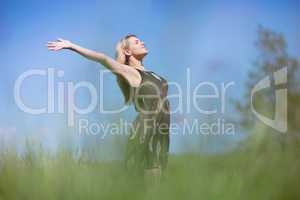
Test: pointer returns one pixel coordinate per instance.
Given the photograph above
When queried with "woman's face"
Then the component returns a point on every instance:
(136, 48)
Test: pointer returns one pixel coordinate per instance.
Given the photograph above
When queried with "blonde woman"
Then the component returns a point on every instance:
(148, 143)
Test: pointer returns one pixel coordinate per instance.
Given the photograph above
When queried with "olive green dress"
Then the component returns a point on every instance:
(148, 142)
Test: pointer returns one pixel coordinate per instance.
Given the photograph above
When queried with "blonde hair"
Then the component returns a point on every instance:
(122, 58)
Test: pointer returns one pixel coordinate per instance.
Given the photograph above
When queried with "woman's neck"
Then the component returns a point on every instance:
(136, 63)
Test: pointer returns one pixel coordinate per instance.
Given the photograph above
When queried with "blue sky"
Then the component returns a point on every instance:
(215, 39)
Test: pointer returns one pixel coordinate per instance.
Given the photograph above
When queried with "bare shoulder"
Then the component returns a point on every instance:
(131, 75)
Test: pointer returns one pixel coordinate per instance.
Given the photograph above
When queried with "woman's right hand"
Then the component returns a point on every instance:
(59, 44)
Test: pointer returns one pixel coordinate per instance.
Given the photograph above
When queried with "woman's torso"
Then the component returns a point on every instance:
(150, 97)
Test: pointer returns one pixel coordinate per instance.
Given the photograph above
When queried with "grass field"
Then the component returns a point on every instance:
(263, 170)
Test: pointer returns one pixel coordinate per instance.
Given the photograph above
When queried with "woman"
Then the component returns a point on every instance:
(148, 143)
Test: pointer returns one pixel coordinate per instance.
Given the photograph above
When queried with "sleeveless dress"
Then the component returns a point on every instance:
(148, 142)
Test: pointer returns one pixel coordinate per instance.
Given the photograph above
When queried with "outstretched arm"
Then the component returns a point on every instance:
(129, 73)
(105, 60)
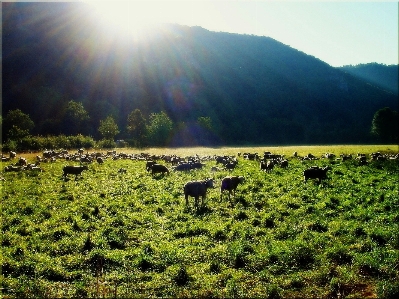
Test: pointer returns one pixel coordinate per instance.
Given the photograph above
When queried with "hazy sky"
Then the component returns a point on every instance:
(337, 32)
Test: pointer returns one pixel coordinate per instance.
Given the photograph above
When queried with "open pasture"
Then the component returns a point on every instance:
(119, 231)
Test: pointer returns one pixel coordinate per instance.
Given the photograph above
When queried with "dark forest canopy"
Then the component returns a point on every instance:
(253, 89)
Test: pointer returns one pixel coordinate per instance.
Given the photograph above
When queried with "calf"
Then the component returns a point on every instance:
(230, 183)
(148, 165)
(267, 166)
(159, 168)
(316, 173)
(197, 189)
(76, 170)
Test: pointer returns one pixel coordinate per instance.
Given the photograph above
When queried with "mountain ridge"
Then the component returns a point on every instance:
(255, 89)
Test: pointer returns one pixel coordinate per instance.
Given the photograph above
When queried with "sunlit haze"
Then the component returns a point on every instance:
(339, 32)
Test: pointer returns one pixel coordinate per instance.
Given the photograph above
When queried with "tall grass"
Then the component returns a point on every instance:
(112, 234)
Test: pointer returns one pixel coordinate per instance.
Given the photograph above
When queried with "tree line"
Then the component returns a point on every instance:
(157, 129)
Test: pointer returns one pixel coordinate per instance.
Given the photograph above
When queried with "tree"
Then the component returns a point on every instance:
(108, 128)
(136, 126)
(75, 116)
(159, 128)
(385, 125)
(17, 124)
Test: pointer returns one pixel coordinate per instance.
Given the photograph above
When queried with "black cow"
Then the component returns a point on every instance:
(316, 172)
(76, 170)
(197, 189)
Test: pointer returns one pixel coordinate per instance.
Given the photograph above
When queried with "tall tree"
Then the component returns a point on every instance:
(74, 118)
(17, 124)
(108, 128)
(159, 129)
(385, 125)
(136, 126)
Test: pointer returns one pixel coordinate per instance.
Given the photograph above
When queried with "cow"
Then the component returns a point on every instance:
(159, 168)
(196, 189)
(76, 170)
(316, 172)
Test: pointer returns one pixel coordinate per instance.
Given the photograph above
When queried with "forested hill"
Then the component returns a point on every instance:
(384, 76)
(254, 89)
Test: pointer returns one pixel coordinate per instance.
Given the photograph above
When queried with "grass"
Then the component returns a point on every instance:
(111, 234)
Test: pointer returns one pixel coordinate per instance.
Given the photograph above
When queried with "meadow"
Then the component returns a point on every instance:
(129, 234)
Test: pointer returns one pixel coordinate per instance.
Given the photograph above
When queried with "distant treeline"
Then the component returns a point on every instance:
(213, 87)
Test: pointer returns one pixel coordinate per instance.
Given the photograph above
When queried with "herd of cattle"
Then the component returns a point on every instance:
(196, 189)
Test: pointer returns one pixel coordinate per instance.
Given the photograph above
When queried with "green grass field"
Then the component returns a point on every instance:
(111, 234)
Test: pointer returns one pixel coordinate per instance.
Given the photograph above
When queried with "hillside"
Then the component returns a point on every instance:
(384, 76)
(255, 89)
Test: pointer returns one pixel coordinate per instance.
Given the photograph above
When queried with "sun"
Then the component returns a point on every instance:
(129, 20)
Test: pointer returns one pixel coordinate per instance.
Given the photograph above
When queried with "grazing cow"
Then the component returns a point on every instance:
(268, 166)
(183, 167)
(283, 163)
(316, 172)
(76, 170)
(196, 189)
(149, 164)
(230, 184)
(159, 168)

▸ Your task: Reproduce the material above in full and without alteration, but skip all pictures.

▸ Final result:
Test: pointer returns one pixel coordinate per instance.
Given the photograph above
When queried with "woman's face"
Then the component returns a point on every instance:
(136, 48)
Test: pointer returns one pixel coordinate per instance.
Given the photograph above
When queried with "blonde woman"
Then the component returns a point on every instance:
(148, 143)
Test: pointer returns one pixel coordinate per instance.
Given the photograph above
When queried with "olive green dress"
Then the component returns a point on every instance:
(148, 142)
Test: pointer returns one pixel coordinate per instance.
Given the photograph above
When queried with "blonde hair"
Then the component returns a point on every instance:
(122, 58)
Test: pointer returns one pixel coordinate per instance.
Given the photograph above
When queried with "woman's neck"
Then the component returns a point on every instance:
(136, 63)
Test: pointer returns one pixel coordinate per instance.
Given the photograph above
When queried with "blue sky"
Then the component returns a point on every instance:
(215, 39)
Test: pointer returns one pixel coordinate per instance.
Given the photograph above
When queried with "bare shoulder"
Then the component returns a point on every instance:
(131, 75)
Test: pointer returns one pixel coordinate per instance.
Given the photograph above
When queried with "woman's right hand"
Then the component returns a point on every instance:
(59, 44)
Test: pointer returns one pixel coordinate per instance.
Given the photograph above
When queried with "woman's torso"
Then the component returns a point on every instance:
(150, 97)
Test: pointer returns one pixel coordinate per instance.
Given the photograph above
When queried with "grass field"
Then the component returns a point on every instance:
(263, 170)
Test: pointer returns one pixel coordinate per instance.
Given the photograph above
When queried with "woman"
Then the component returns a point on every instance:
(148, 143)
Test: pointer returns one pixel coordinate per instance.
Given the photograph above
When queried with "sleeveless dress"
Then the component returns a point on every instance:
(148, 142)
Test: pointer returns one pixel coordinate per instance.
Given the photograph above
When queried with "outstretched arm"
Then the component returns a point on every instance:
(129, 73)
(105, 60)
Test: pointer returns one pixel coordinate per instance.
Given the photograph above
When queried with "hazy sky"
Then the component returns a point on every instance:
(337, 32)
Test: pointer returns one pixel coordinate per instance.
Given the photograph above
When queried with "open pasture"
Then the component returns a point on every instance:
(119, 231)
Test: pointer returns one pixel coordinate per instance.
Given the photograph above
When queried with "dark forest canopy"
Then the component returns a point on every instance:
(253, 89)
Test: pointer returns one pixel coordinate per instance.
Given the photograph above
When queried with "calf"
Then the component returns a point on every instance:
(230, 183)
(148, 165)
(267, 166)
(159, 168)
(316, 173)
(197, 189)
(76, 170)
Test: pointer returns one pixel coordinate per instance.
Given the photograph above
When queried with "mountain ridge"
Then the component returns a point on every instance:
(255, 89)
Test: pointer returns one pixel coordinate per instance.
Given the photograph above
When queried with "sunlit haze"
Then the component returns a point on every instance:
(339, 32)
Test: pointer returns one pixel coordinate per instance.
Given the photograph above
When queried with "tall grass"
Then the component returns a point on every instance:
(112, 234)
Test: pointer returns one pixel coordinate per instance.
Given the photograph above
When queried with "tree line"
Then the component returns a point on every instance:
(157, 129)
Test: pointer returns one pixel coordinate per instance.
Given the photograph above
When queried with "tree"
Then the component returns a point on every instance:
(108, 128)
(136, 126)
(75, 116)
(159, 128)
(385, 125)
(17, 124)
Test: pointer returns one pixel coordinate per instance.
Given the photograph above
When queried with "black cow"
Then the component returns a point on every instance:
(316, 172)
(76, 170)
(197, 189)
Test: pointer returns one pixel coordinate per instance.
Given the photograph above
When queried with "tall tree"
Then the component returns a point on every instance:
(74, 118)
(17, 124)
(108, 128)
(159, 129)
(385, 125)
(136, 126)
Test: pointer returns one pixel coordinate per instance.
Given the photograph above
When queried with "cow"
Then the component returns a point on every instance:
(159, 168)
(196, 189)
(76, 170)
(316, 172)
Test: pointer returns one pixel coordinate per instance.
Given the photograph above
When queried with "forested hill"
Then the component returns a point on every instance:
(384, 76)
(254, 89)
Test: pointer returns one pixel coordinate per instance.
Given the photograph above
When queried with "grass"
Then the component returns a point on every instance:
(111, 234)
Test: pointer returns one pixel coordinate per instance.
Given the photograph above
When queried with "meadow"
Then the component returns a point on every instance:
(129, 234)
Test: pointer returns one pixel coordinate per instance.
Given the photograph above
When queried with "distant treeline"
Then the component returns a point on every instance:
(213, 87)
Test: pointer returns one pixel coordinate per instance.
Given the photograph above
When queried with "herd of cattle"
Then the component returns a point on every instance:
(196, 189)
Test: pointer returns one pixel coordinate per instance.
Given the photograph above
When queried with "green grass field"
Then the component returns a point on every instance:
(111, 234)
Test: pointer returns one pixel coordinate per instance.
Given the photograph above
When queried with "hillside"
Then the component returns a point on every instance:
(384, 76)
(255, 89)
Test: pointer returns one pixel coordinate per instance.
Given the photograph above
When queried with "sun"
Then the component returns a point on every instance:
(129, 20)
Test: pointer returns one pixel coordinate per instance.
Given the photograph above
When queried with "grazing cow"
Then the component returns a point on every instance:
(268, 166)
(183, 167)
(283, 163)
(316, 172)
(76, 170)
(196, 189)
(149, 164)
(230, 184)
(159, 168)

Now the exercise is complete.